**DATASET RECORDS**

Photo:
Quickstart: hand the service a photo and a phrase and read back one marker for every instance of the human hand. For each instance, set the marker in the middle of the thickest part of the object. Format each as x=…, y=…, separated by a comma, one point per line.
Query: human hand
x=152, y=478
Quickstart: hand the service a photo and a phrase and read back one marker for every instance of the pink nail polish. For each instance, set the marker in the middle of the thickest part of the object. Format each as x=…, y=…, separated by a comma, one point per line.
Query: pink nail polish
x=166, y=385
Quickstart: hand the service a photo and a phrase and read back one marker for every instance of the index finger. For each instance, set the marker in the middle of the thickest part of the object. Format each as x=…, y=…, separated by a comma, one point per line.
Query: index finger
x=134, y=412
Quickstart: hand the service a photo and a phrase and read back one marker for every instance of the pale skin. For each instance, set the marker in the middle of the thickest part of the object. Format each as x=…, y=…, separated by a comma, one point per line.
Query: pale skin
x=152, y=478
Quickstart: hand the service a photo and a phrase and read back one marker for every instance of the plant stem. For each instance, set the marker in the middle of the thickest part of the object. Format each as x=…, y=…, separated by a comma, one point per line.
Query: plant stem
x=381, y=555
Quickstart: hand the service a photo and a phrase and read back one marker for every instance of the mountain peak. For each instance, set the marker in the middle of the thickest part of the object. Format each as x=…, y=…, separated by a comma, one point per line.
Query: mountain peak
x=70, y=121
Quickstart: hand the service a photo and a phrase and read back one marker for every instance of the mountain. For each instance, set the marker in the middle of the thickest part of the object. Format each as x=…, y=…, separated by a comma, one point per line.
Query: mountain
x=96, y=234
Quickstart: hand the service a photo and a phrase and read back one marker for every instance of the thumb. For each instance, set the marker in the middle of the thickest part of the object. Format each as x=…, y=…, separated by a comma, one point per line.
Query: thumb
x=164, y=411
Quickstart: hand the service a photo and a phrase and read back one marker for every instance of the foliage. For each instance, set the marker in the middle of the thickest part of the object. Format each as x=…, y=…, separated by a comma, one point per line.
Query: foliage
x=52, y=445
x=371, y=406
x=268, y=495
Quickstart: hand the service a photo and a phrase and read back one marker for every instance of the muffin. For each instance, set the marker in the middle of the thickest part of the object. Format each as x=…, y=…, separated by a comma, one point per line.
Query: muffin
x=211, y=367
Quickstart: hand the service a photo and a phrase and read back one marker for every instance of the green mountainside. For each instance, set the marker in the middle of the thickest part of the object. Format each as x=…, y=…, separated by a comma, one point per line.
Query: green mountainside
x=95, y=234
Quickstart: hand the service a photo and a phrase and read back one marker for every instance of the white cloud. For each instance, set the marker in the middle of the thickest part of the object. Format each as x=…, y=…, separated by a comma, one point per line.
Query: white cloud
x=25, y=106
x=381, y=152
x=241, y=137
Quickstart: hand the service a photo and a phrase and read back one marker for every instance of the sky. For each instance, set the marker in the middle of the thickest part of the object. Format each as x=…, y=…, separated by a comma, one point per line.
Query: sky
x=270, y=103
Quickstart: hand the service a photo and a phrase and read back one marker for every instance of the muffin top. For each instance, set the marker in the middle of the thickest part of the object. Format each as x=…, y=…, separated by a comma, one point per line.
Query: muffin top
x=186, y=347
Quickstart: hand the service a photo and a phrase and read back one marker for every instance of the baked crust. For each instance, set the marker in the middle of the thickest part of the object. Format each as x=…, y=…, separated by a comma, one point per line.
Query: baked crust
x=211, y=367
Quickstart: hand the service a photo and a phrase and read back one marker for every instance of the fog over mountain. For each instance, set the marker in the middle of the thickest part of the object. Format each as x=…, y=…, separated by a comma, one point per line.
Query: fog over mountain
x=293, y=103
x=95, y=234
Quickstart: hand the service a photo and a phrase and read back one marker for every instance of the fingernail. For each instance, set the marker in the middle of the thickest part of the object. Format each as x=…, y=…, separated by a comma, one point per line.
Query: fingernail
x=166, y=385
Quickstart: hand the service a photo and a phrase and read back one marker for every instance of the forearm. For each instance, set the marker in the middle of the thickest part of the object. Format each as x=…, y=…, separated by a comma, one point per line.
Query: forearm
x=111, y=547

**PROBLEM TO SOLVE**
Reproduce every one of the lines above word for word, in the same order.

**FINAL RESULT**
Photo:
Quickstart: hand the service a photo and a phrase and read back one marker for every instance of the human hand. For each instance, set the marker in the middle of the thickest part of the object. Format each as x=…, y=…, separated by a comma, one point per line.
Query: human hand
x=152, y=478
Quickstart: hand the service a photo and a phrase and read back one marker for every instance of the pink nail polish. For each instance, set the marker in the middle of the thickest part of the object. Format each as x=…, y=…, separated by a comma, one point per line.
Query: pink nail polish
x=166, y=385
Quickstart: hand the service a photo and a phrase and read back one marker for every instance of the index finger. For each instance, set the marker in the middle of the thickest part of the object. Format each as x=…, y=…, separated by a comma, one point per line.
Query: index finger
x=134, y=412
Quickstart: hand the service a photo and a phrase and read back one marker for every instance of the pale skin. For each instance, set the marker in the middle of the thickest part of the object. Format each as x=…, y=…, separated by a comma, one point per line.
Query: pale skin
x=152, y=478
Quickstart: hand the service a photo and a phrase and read back one marker for every instance of the plant stem. For each instance, set the marker in the middle of the thickest part of the object. Format each as x=…, y=…, separated by a comma, one point per line.
Query: plant stem
x=381, y=555
Quickstart: hand the service a photo and a phrase and read back one marker for every instance of the mountain peak. For each instance, set the marker in the middle of the thickest part of the object. Format each as x=…, y=…, separated by a comma, one point per line.
Query: mountain peak
x=70, y=121
Quickstart: hand the service a photo and a phrase and read back one marker for every instance of the mountain. For each instance, set the marker in the middle of the thickest part of the object. Format each as x=…, y=…, separated by a comma, one point per line.
Query: mountain
x=96, y=234
Quickstart: hand the service a photo and a phrase and read back one marker for every instance of the thumb. For each instance, set the marker in the middle of the thickest part of the object. Format each as x=…, y=…, separated by a comma, one point per line.
Query: thumb
x=164, y=411
Quickstart: hand the service a photo and a phrase and read back one marker for every instance of the foliage. For each instance, set the marker in the middle of the thickest part of the object. Format each as x=…, y=…, separated by a comma, one point per line.
Query: foliage
x=52, y=445
x=371, y=406
x=268, y=495
Quickstart: hand the service a photo and a phrase and read back one marker for every instance of the muffin. For each instance, set the marker in the middle of the thickest part of the object. Format each as x=…, y=…, separated by a comma, one point per line.
Query: muffin
x=211, y=367
Quickstart: hand the service a photo and a phrase and read back one marker for every instance of the green mountainside. For each instance, set the marker in the middle of the thickest part of the object. Format each as x=…, y=…, separated by a comma, one point per line.
Query: green mountainside
x=95, y=234
Quickstart: hand the service a photo and a phrase and read back one marker for every instance of the white cloud. For each instance, set the marker in the middle of the thickest part of the object. Format each as x=…, y=…, separated by a comma, one point per line.
Query: white cloud
x=25, y=106
x=381, y=152
x=241, y=137
Quickstart: hand the service a photo and a phrase and read back one marker for every instance of the sky. For each instance, set the marker in the middle of the thickest part of the object. Format each as x=…, y=…, separated by a comma, one point per line.
Query: sky
x=270, y=103
Quickstart: hand the service a photo and a phrase and read back one marker for every instance of the muffin top. For each instance, set the marker in the middle of the thickest part of the object. Format each as x=…, y=…, separated by a comma, one point per line.
Query: muffin top
x=186, y=347
Quickstart: hand the service a photo and a phrase and read back one marker for every instance of the baked crust. For each instance, set the marker in the middle of the thickest part of the object. Format each as x=…, y=…, separated by a comma, one point per line.
Query: baked crust
x=211, y=367
Quickstart: hand the service a photo and a phrase and read back one marker for every instance of the fog over mountain. For each instance, set the marker in the middle of the thickest part of the object. Format each as x=…, y=…, separated by a comma, one point per line.
Query: fog over mountain
x=293, y=103
x=95, y=234
Quickstart: hand the service a photo and a phrase and read back one marker for every instance of the fingernail. For each instance, set the marker in the middle of the thickest part of the object. Format each as x=…, y=…, separated by a comma, one point per line.
Query: fingernail
x=166, y=385
Quickstart: hand the service a photo and a phrase and read back one marker for every instance of the forearm. For each instance, set the marker in the middle of the thickest part of the object. Format each as x=…, y=…, separated by a comma, one point per line.
Query: forearm
x=111, y=547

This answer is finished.